### Problem statement:
Switch "white pillow" to "gray cushion" throughout the records below, leave everything else as it is, and write the lines out again without the pictures.

--- start of Material for this exercise ---

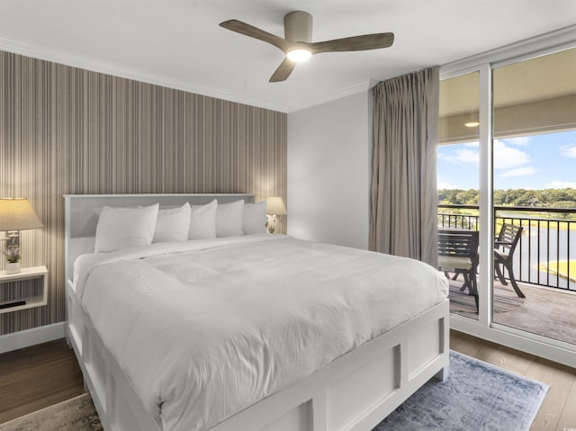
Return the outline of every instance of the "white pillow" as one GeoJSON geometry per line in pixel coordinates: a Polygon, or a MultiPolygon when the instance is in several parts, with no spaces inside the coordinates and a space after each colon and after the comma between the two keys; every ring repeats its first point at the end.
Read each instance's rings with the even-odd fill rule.
{"type": "Polygon", "coordinates": [[[152,242],[158,204],[140,208],[104,207],[96,226],[96,253],[146,246],[152,242]]]}
{"type": "Polygon", "coordinates": [[[152,242],[187,241],[192,209],[186,202],[179,208],[158,210],[152,242]]]}
{"type": "Polygon", "coordinates": [[[192,205],[192,218],[188,239],[216,238],[216,209],[215,199],[206,205],[192,205]]]}
{"type": "Polygon", "coordinates": [[[244,230],[242,230],[243,218],[244,201],[220,203],[216,211],[216,237],[244,235],[244,230]]]}
{"type": "Polygon", "coordinates": [[[266,202],[244,204],[242,230],[244,235],[267,232],[266,202]]]}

--- end of Material for this exercise ---

### Full output:
Return the outline of every instance of the "gray cushion" as one GeoJSON geometry per line in pixel coordinates: a Polygon, or a MultiPolygon when the instance is in several parts, with no spaces inside the coordinates and a space after each colon and after the comma between the two keys; every ring repeats its first point at the end.
Read each instance's rings with the even-odd fill rule.
{"type": "Polygon", "coordinates": [[[152,242],[158,204],[140,208],[104,207],[96,226],[96,253],[146,246],[152,242]]]}
{"type": "Polygon", "coordinates": [[[152,242],[187,241],[192,209],[186,202],[179,208],[158,210],[152,242]]]}
{"type": "Polygon", "coordinates": [[[192,205],[192,218],[188,239],[216,238],[216,209],[215,199],[206,205],[192,205]]]}
{"type": "Polygon", "coordinates": [[[244,230],[242,230],[243,218],[244,201],[220,203],[216,211],[216,237],[244,235],[244,230]]]}
{"type": "Polygon", "coordinates": [[[266,202],[244,204],[242,230],[244,235],[267,232],[266,202]]]}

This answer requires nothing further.